- Required work -
Continue the GenDB LLM provider setup guide from its last line, in the same style.

GenDB uses Ollama by default — no configuration changes needed:

llm:
  provider: ollama
  model: qwen2.5:7b
  base_url: http://localhost:11434/v1

Tip

Qwen 2.5 7B is the recommended default — it produces reliable structured JSON output and runs well on machines with 8GB+ RAM. For constrained hardware (4GB RAM), use llama3.2 (3B parameters) instead, but expect lower JSON reliability.

OpenAI

Setup

Get an API key from platform.openai.com

Configure in gendb.yaml:

llm:
  provider: openai
  model: gpt-4o-mini
  api_key: sk-...

Tip

gpt-4o-mini is recommended for a good balance of quality and cost. Schema analysis is a single API call per generate_data, so costs are minimal.

Custom / Self-Hosted

Any OpenAI-compatible API endpoint works — including vLLM, text-generation-inference, DeepSeek, and other providers.

- Extracted data -

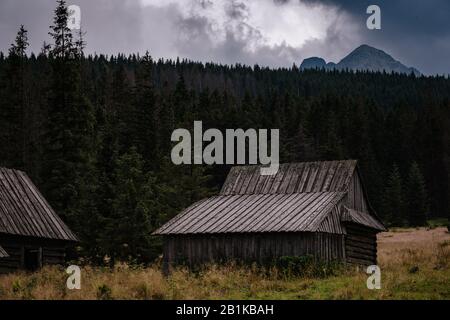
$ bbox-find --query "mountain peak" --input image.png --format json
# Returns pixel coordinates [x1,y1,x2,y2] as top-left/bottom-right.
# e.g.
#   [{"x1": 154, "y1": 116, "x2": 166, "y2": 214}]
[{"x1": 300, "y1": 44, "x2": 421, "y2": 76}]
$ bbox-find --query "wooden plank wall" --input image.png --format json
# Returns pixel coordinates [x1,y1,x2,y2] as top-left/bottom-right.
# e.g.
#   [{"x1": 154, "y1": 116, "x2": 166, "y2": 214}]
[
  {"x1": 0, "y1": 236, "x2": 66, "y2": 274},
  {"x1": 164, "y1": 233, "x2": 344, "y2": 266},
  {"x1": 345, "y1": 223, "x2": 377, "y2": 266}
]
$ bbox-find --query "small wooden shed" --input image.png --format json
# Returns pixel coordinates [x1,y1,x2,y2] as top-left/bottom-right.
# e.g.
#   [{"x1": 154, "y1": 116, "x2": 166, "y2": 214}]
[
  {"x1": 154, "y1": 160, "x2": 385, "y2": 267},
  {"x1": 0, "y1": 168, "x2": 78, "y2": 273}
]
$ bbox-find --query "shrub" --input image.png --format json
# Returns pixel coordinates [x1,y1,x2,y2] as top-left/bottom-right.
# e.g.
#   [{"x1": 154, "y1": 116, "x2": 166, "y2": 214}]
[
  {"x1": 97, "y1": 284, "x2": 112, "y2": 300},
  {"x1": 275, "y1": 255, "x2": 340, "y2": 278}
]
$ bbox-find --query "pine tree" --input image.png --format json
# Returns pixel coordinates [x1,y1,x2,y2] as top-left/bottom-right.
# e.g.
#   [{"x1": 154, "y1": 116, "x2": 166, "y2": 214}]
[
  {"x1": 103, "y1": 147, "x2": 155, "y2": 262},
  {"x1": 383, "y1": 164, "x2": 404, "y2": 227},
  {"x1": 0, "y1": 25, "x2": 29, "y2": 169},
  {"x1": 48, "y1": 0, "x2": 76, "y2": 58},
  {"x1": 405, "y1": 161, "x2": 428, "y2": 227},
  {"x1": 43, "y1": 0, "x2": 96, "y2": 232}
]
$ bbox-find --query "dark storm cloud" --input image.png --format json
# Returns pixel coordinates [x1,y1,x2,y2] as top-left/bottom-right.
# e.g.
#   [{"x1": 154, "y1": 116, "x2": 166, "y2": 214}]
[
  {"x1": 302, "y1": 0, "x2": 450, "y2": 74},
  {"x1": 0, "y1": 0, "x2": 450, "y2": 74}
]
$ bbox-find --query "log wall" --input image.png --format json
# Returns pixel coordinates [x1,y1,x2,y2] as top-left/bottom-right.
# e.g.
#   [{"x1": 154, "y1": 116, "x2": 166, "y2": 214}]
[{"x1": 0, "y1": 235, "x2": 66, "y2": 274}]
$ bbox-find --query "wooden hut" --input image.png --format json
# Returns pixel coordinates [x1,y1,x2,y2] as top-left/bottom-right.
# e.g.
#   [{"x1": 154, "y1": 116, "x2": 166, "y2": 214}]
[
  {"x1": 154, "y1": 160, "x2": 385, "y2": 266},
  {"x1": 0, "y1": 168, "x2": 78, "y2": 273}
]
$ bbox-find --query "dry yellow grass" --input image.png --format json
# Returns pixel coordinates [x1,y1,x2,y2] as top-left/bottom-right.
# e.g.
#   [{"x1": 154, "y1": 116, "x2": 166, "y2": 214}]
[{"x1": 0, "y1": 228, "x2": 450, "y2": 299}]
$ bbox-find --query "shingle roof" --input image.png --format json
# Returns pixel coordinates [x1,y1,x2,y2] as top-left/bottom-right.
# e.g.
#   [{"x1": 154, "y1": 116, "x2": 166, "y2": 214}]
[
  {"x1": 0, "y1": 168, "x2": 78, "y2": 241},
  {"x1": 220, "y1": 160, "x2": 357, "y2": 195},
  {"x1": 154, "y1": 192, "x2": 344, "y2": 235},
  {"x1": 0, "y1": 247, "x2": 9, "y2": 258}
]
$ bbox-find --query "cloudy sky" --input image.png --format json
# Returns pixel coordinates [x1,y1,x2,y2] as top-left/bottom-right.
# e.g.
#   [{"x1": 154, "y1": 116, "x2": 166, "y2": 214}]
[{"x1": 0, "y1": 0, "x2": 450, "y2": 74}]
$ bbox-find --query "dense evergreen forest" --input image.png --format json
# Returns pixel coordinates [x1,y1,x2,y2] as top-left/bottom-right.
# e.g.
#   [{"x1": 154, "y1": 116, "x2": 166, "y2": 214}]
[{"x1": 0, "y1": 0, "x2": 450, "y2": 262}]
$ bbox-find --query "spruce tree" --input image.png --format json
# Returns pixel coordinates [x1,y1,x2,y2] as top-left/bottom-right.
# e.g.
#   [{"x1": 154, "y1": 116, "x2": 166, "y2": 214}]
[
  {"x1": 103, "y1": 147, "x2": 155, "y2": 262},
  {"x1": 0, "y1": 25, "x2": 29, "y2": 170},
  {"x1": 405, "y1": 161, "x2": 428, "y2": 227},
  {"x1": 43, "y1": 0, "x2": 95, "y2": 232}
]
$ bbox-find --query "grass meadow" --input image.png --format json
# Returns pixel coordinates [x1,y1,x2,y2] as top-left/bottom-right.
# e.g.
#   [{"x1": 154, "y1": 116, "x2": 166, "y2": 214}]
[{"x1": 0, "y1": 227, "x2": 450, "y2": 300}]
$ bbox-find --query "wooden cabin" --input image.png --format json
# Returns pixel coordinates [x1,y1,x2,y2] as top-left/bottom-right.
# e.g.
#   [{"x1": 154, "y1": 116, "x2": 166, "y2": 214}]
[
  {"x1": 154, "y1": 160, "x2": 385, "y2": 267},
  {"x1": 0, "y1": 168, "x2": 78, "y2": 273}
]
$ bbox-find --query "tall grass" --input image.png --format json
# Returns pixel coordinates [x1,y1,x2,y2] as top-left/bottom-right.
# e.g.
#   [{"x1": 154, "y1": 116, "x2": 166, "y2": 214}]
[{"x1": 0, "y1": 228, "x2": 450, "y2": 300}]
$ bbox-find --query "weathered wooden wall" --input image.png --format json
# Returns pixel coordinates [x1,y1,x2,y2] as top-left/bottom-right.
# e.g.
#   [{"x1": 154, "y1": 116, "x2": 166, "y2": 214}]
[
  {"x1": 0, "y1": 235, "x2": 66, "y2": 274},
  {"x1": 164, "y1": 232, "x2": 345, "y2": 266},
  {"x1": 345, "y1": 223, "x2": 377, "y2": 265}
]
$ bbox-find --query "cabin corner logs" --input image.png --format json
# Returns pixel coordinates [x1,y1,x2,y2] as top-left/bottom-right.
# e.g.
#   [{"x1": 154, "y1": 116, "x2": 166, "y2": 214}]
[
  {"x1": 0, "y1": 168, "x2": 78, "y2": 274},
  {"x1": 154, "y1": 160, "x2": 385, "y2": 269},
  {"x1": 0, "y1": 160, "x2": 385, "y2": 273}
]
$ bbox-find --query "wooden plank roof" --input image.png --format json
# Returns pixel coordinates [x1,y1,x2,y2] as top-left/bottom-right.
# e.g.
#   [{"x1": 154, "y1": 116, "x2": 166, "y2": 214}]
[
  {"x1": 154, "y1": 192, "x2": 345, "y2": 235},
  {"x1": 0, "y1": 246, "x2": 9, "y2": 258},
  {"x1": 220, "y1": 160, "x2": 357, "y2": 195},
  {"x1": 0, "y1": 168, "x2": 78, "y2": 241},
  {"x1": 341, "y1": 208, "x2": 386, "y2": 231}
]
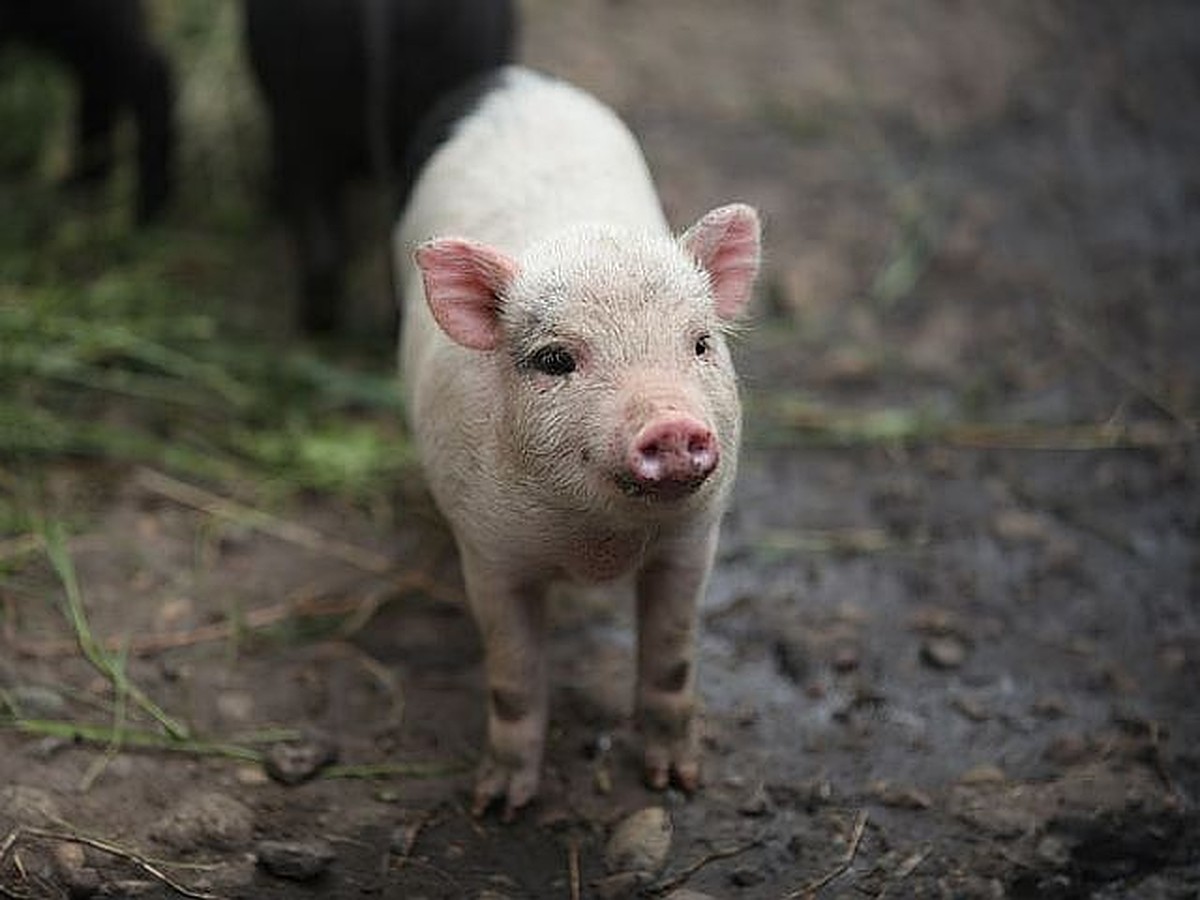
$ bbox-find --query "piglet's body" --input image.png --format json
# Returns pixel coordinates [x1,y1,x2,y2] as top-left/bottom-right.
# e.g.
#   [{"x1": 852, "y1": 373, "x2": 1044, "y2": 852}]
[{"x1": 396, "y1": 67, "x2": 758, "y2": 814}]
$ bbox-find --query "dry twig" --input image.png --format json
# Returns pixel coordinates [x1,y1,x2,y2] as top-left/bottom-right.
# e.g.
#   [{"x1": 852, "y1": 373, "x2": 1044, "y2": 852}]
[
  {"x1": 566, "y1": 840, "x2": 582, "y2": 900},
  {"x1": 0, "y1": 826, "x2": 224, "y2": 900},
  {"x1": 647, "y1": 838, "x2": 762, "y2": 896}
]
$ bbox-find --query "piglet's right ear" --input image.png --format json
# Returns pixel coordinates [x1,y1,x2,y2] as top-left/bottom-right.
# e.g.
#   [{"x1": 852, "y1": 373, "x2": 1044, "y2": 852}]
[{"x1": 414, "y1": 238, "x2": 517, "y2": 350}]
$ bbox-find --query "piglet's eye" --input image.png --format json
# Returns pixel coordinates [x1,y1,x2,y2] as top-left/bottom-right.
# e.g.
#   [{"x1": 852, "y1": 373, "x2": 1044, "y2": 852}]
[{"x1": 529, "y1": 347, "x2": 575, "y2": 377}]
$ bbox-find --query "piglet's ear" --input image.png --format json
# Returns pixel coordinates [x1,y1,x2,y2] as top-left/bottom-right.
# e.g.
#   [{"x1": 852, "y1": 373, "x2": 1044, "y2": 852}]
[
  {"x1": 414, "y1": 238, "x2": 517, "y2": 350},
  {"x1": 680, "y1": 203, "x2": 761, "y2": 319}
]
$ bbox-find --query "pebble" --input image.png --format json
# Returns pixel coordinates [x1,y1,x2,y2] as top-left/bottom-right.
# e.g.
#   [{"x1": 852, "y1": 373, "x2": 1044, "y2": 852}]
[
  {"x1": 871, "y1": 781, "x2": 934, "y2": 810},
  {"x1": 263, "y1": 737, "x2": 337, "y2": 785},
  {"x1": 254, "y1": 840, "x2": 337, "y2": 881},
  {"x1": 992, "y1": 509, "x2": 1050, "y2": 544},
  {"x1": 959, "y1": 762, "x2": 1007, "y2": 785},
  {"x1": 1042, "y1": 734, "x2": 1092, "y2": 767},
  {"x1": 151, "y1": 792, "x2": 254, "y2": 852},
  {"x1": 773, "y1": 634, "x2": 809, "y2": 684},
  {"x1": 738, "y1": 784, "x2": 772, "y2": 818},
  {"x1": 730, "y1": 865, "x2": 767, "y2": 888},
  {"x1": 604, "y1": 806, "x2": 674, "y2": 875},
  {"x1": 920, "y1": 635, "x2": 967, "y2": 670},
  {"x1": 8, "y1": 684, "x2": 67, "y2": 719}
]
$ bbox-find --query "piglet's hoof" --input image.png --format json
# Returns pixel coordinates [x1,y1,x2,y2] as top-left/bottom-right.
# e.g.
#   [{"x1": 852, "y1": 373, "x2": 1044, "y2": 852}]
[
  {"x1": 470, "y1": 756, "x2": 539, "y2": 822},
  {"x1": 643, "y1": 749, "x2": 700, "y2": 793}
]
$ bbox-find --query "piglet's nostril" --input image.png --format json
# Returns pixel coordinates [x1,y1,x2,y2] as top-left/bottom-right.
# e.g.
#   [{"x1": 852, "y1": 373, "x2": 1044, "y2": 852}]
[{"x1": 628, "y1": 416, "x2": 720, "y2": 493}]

- Exercise result -
llm:
  provider: custom
  model: deepseek-coder
  base_url: http://localhost:8000/v1
  api_key: ""  # if required by your endpoint

Column Instructions

You can provide per-column instructions in gendb.yaml to guide the LLM:

generation:
  tables:
    users:
      columns:
        bio:
          prompt: "Write a short professional bio"
        status:
          generator: one_of
          values: [active, inactive, pending]

These instructions are included in the LLM prompt alongside the schema context.

Cost Profile

Operation	LLM calls	Typical cost (OpenAI)
Data generation	1 per 50 rows per table	~$0.01-0.05 per table

With Ollama, all operations are free and local.